(Point-per-instance localization data)
::::::
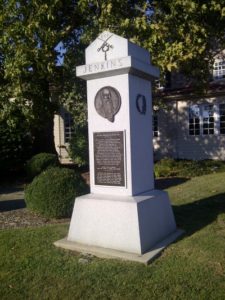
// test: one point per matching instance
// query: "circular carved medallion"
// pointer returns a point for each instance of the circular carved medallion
(107, 102)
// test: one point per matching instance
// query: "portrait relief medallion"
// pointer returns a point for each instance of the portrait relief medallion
(107, 102)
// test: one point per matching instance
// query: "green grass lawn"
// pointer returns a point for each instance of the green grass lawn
(192, 268)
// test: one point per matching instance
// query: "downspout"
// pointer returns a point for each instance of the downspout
(60, 144)
(176, 145)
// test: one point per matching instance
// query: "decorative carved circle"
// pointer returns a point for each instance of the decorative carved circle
(141, 104)
(107, 102)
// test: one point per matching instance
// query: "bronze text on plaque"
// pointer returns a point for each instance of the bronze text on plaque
(109, 158)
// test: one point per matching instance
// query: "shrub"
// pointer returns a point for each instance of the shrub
(53, 192)
(15, 139)
(39, 163)
(165, 168)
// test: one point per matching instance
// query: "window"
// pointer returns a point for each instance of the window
(208, 119)
(194, 120)
(219, 69)
(222, 118)
(155, 123)
(68, 127)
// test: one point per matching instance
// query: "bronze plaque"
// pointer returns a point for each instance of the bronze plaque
(109, 158)
(107, 102)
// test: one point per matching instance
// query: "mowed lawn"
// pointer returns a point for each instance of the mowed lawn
(192, 268)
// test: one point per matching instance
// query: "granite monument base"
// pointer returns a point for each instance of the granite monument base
(135, 225)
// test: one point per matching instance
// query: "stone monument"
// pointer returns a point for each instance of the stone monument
(123, 216)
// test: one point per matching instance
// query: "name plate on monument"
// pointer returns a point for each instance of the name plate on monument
(109, 158)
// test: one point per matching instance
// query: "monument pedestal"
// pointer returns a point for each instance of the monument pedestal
(128, 227)
(123, 216)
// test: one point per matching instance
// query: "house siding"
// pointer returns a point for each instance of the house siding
(174, 139)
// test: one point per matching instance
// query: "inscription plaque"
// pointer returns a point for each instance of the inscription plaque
(109, 158)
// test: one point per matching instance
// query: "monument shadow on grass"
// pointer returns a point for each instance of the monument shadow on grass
(192, 217)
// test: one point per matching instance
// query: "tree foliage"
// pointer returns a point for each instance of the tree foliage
(180, 34)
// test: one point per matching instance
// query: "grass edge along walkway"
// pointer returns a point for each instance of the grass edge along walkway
(192, 268)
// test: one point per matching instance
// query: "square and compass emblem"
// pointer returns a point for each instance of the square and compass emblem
(105, 46)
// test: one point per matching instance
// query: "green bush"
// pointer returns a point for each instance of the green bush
(165, 168)
(53, 192)
(78, 148)
(39, 163)
(15, 140)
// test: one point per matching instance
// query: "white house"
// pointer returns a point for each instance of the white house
(185, 125)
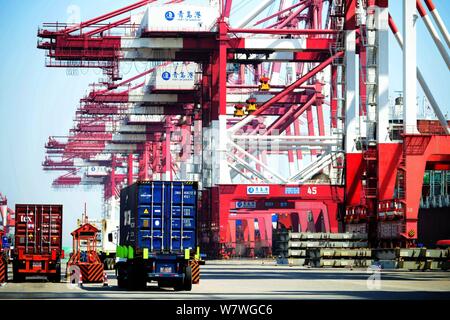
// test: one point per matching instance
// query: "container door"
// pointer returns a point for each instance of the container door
(25, 228)
(180, 217)
(150, 216)
(50, 228)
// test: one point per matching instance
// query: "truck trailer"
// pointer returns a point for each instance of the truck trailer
(38, 241)
(158, 235)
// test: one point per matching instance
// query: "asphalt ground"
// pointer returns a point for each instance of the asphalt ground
(255, 280)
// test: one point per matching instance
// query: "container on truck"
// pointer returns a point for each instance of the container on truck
(158, 235)
(38, 241)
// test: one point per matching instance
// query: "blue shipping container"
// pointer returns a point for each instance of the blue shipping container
(160, 216)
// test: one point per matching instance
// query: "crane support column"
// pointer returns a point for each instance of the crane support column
(409, 66)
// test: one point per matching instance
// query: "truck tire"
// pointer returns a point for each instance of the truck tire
(57, 277)
(187, 283)
(122, 282)
(17, 277)
(137, 279)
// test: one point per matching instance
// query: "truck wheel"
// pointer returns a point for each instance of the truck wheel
(17, 277)
(179, 286)
(121, 274)
(57, 277)
(188, 279)
(137, 279)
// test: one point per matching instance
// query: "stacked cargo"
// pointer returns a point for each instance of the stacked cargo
(329, 250)
(158, 235)
(423, 259)
(38, 241)
(412, 259)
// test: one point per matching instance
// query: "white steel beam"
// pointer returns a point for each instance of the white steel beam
(409, 67)
(382, 26)
(433, 32)
(253, 14)
(351, 106)
(425, 87)
(256, 160)
(439, 22)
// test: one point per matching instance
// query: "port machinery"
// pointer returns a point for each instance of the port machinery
(287, 119)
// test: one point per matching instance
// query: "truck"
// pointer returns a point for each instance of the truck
(38, 241)
(158, 234)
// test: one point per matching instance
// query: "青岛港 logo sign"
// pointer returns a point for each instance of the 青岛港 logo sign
(170, 15)
(252, 190)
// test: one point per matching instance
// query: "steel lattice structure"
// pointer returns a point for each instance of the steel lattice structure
(287, 114)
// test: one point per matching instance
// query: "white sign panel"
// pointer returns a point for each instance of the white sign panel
(180, 17)
(258, 190)
(245, 205)
(96, 172)
(175, 76)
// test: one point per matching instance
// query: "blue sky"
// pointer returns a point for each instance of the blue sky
(37, 102)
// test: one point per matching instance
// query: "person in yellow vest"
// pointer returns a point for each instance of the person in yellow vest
(239, 110)
(264, 83)
(251, 105)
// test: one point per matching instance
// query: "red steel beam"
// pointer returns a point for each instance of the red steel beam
(107, 27)
(108, 16)
(284, 31)
(297, 83)
(279, 12)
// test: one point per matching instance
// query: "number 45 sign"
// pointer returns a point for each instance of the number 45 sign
(311, 190)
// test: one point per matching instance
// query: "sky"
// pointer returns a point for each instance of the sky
(37, 102)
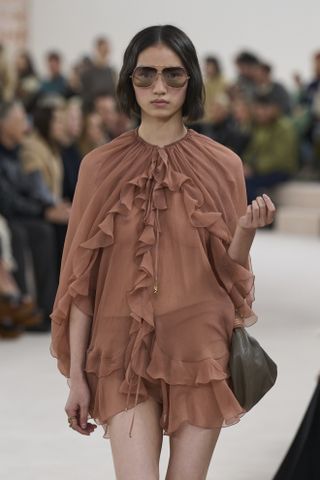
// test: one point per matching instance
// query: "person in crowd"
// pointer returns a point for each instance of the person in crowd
(16, 310)
(27, 82)
(69, 146)
(92, 135)
(266, 84)
(100, 76)
(214, 84)
(247, 64)
(6, 78)
(106, 106)
(56, 83)
(31, 210)
(41, 153)
(40, 149)
(222, 126)
(271, 156)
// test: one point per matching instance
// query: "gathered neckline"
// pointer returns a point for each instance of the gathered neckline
(141, 140)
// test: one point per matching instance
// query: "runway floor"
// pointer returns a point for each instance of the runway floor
(35, 443)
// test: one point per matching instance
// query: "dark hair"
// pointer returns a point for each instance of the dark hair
(266, 67)
(214, 61)
(179, 42)
(42, 119)
(6, 106)
(247, 58)
(53, 55)
(29, 70)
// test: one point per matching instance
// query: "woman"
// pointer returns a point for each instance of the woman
(155, 270)
(27, 81)
(92, 135)
(40, 151)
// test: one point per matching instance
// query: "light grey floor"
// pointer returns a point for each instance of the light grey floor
(35, 443)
::::::
*Goal of the exercise*: When you reproduce the entries above, keep every word exactly and leave out each picture.

*Expected output*:
// test: one point per matching instance
// query: "circular carved medallion"
// pointer returns a point for each instance of the circular carved medallion
(107, 102)
// test: one point per matching instance
// query: "portrait relief medallion"
// pointer returns a point for each instance of the portrait relief medallion
(107, 102)
// test: one point per matching instance
// query: "green grass lawn"
// pointer returns a point for each instance of the green grass lawn
(192, 268)
// test: one point per matching instance
// query: "downspout"
// pointer returns a point for each instance of the downspout
(60, 144)
(176, 145)
// test: one point per matching instance
// query: "decorative carved circle"
// pointer returns a point for each instance of the decorative carved circle
(141, 104)
(107, 102)
// test: one point per matching instance
// query: "bronze text on plaque"
// pointer returns a point for each instance of the bronze text on plaque
(109, 158)
// test: one point per matching instance
// query: "shrub"
// pointer returns a point for each instance of the shrub
(53, 192)
(15, 139)
(39, 163)
(165, 168)
// test: one point per matching instance
// query: "window"
// pointer returns a point for each instance of the window
(208, 119)
(194, 120)
(219, 69)
(222, 118)
(155, 123)
(68, 127)
// test: one point per matching instance
// query: "bronze plaque"
// pointer returns a point for each instance of the bronze plaque
(109, 158)
(107, 102)
// test: one point per matching instance
// query: "mowed lawn"
// pointer returns a point for each instance of the mowed lawn
(192, 268)
// test: one point per matching instance
// query: "granite monument base"
// pointer returns a point for each instance of the granite monument base
(135, 225)
// test: one point per matching instance
// query: "stone monument"
// pointer returns a point for each instance of the stone monument
(123, 216)
// test: one point per matching instance
// query: "name plate on monument"
// pointer returns a point for each instance of the name plate on monument
(109, 158)
// test: one point per matching instance
// query: "monument pedestal"
// pointer returns a point for each instance of the monument pedestal
(128, 227)
(123, 216)
// test: one point per matching instance
// query: "house siding"
// pointer returns a point for each instance of the house siding
(174, 139)
// test: one point per matching instance
// query: "inscription plaque"
// pointer returns a point for each instance of the inscription plaque
(109, 158)
// test: one point per matching instance
// query: "monument shadow on grass"
// pointer returns a point for each instance of the monument shadow on grass
(192, 217)
// test: one point per matching instance
// query: "tree foliage"
// pointer returns a point for each instance of the tree foliage
(180, 34)
// test: one point per matching instance
// query: "grass edge along walkway"
// pointer returns a point for each instance of the grass edge along walkway
(192, 268)
// test: one point per matching instance
// query: "square and compass emblem"
// pointer returns a point for each instance of the square and compass emblem
(105, 46)
// test: one point per matching instance
// query: "green bush"
// pointer returns a point for each instance of the green bush
(165, 168)
(53, 192)
(78, 148)
(39, 163)
(15, 140)
// test: one point per matching instance
// query: "white house"
// pointer returns a point for each instance of the white house
(185, 125)
// test: one point per matching instance
// query: "container door"
// pointer returns a point for each instance of the container door
(25, 228)
(180, 217)
(150, 216)
(50, 228)
// test: one point per matching instance
// query: "truck trailer"
// pointer returns a point for each instance of the truck trailer
(38, 241)
(158, 235)
// test: one point per matching instance
// query: "asphalt ground"
// pointer returns a point for each instance of the asphalt ground
(255, 280)
// test: one point per matching instance
// query: "container on truck"
// pointer returns a point for each instance of the container on truck
(158, 235)
(38, 241)
// test: one point per matching instance
// query: "blue shipping container"
// pointer returns a point for each instance of the blue shipping container
(160, 216)
// test: one point per matching instance
// query: "crane support column"
// pointer returns a point for each instance of the crane support column
(409, 66)
// test: one point per matching instance
// query: "truck tire"
// pointer returns a point for each instance of the truck tire
(57, 277)
(187, 283)
(122, 282)
(17, 277)
(137, 279)
// test: one point per matching instance
// query: "truck wheel"
// pointer returns a point for each instance of the truck wheel
(17, 277)
(179, 286)
(121, 274)
(57, 277)
(188, 279)
(137, 279)
// test: one point per matching instance
// query: "stacked cargo"
// pointer returns a point for each instance of the stacked cargo
(329, 250)
(158, 235)
(423, 259)
(38, 241)
(412, 259)
// test: one point per matching instance
// query: "white steel beam"
// pointer returns a point for each instance of the white steel beam
(409, 67)
(382, 26)
(433, 32)
(253, 14)
(351, 106)
(425, 87)
(256, 160)
(439, 22)
// test: one point per matching instance
// query: "port machinery"
// pointer returns a point for each instance of the port machinery
(287, 119)
// test: one point per matching instance
// query: "truck"
// pointer returns a point for each instance of the truck
(38, 241)
(158, 234)
// test: one point per matching instance
// query: "青岛港 logo sign"
// pointer returns a point for each instance of the 青岛港 logo sign
(170, 15)
(252, 190)
// test: one point per matching instance
// query: "steel lattice structure"
// pointer returns a point for each instance of the steel lattice structure
(287, 114)
// test: one point per matching instance
// query: "white sign panel"
// pointer returns a point for each instance of the white sign panel
(180, 17)
(258, 190)
(245, 205)
(96, 172)
(175, 76)
// test: one point per matching instance
// query: "blue sky"
// pointer returns a point for each instance of the blue sky
(37, 102)
// test: one point per matching instance
// query: "person in yellow vest"
// pointer returns a point for each instance of the person in yellow vest
(239, 110)
(264, 83)
(251, 105)
// test: one point per matching instance
// query: "red steel beam"
// pointer returns a point for each instance of the red steel beam
(107, 27)
(108, 16)
(284, 31)
(297, 83)
(279, 12)
// test: one point per matching instance
// query: "number 45 sign"
// pointer returns a point for each instance of the number 45 sign
(311, 190)
// test: one point per matching instance
// query: "sky"
// pointer returns a point for each instance of the sky
(37, 102)
// test: one point per matching instance
// query: "person in crowd"
// pointer returns a point for each instance of the person in crowd
(16, 310)
(27, 82)
(69, 146)
(92, 135)
(266, 84)
(100, 76)
(214, 84)
(247, 64)
(6, 78)
(106, 106)
(56, 83)
(31, 210)
(41, 153)
(40, 149)
(222, 126)
(271, 156)
// test: one point per matching instance
// query: "gathered neckline"
// pointer returns a point for each instance of the gathered neckline
(141, 140)
// test: one point per matching instance
// query: "runway floor"
// pointer returns a point for each instance of the runway floor
(35, 443)
// test: one point per matching instance
// query: "dark hair"
// pointer returns a point for each instance of the dark hair
(266, 67)
(214, 61)
(179, 42)
(42, 119)
(6, 106)
(247, 58)
(53, 55)
(29, 70)
// test: one point per matching instance
// query: "woman"
// pointer returns a point for each instance of the woman
(155, 270)
(27, 81)
(92, 135)
(40, 151)
// test: one point per matching instance
// query: "light grey floor"
// pointer returns a point for each instance of the light grey floor
(35, 443)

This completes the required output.